Short exercise –
Will you retype each of the entries below word for word, leaving the pictures out of your copy?
● ● ● ● ●
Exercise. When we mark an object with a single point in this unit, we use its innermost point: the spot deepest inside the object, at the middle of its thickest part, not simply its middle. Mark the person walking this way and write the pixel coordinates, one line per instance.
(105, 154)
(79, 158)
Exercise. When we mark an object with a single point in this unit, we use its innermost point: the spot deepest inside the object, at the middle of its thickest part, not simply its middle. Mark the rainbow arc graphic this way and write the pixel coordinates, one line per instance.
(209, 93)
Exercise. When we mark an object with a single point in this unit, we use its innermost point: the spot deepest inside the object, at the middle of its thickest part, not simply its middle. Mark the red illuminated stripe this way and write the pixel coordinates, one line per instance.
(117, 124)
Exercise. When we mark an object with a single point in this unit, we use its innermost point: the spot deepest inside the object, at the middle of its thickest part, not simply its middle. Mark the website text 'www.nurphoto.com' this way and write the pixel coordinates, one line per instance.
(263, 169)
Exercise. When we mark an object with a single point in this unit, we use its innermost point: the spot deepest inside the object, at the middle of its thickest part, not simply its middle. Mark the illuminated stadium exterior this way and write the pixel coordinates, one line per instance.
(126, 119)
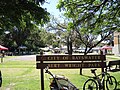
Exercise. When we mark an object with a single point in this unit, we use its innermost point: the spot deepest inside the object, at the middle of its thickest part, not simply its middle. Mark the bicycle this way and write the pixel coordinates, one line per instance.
(60, 82)
(97, 83)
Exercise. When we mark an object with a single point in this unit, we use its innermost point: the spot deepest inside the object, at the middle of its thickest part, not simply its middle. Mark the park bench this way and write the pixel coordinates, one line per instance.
(113, 66)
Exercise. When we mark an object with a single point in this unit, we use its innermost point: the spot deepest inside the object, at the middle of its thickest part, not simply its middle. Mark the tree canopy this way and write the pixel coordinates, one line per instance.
(92, 18)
● ● ● ● ●
Output for this exercise –
Exercise. When we mark an object with a single point in this unit, we use its innermost point: the spot deepest inside the object, at the middle of its thickest part, not simply its middle. Mark the person walking this way and write the pixel coordinates, one line per instance.
(105, 154)
(79, 158)
Exercise. When we mark an object with a single point in this unit, we use its innermost point: the spot deepest inside the object, at the middle of its thickest part, not simply its middle. Mark the rainbow arc graphic this way and write the pixel coordinates, one line per instance.
(209, 93)
Exercise. When we mark an object with a single point in this unit, we use its innermost point: the spot deepest inside the object, at the middle of its thickest part, not simply its middle. Mark the red illuminated stripe this way and write the pixel coordinates, one line per instance.
(117, 124)
Exercise. When we mark an object with a single point in this unit, we use its innermost point: the spot deepest inside the object, at the middle of its thickest part, not simply its middle. Mark the website text 'www.nurphoto.com' this way and write the pixel coordinates, one line per instance.
(263, 169)
Exercise. When we mark an object with a single point in this unit, we use its innermost point: the spot deepest inside the object, at the middle of its thickest part, not simply its middle. Mark the illuminated stadium exterior this way and write the pixel coordinates, one line per instance.
(126, 119)
Exercise. When we mark an object with a single point in this unit, we use its innermost point: the spot deepest inside the object, at the middle of its thickest part, not simply its middle. Mark the bicycle this way and write the pixel coordinates, one line per instance.
(60, 82)
(97, 83)
Exercise. When we mark an object with a single point in this unit, we use its innermost point: the spot deepest inside the object, at the middle of its thickest part, not simply its middle. Mark the park bench this way and write the pixel coordinates, one line per instance.
(113, 66)
Exercise. When we mark an object with a single point in this unit, we use its innermost point: the spot deepest inside the object, at the middle of its thickest part, not simply its middle. Mark the tree canopy this way and write the pixel coordinates, one line per instance.
(92, 18)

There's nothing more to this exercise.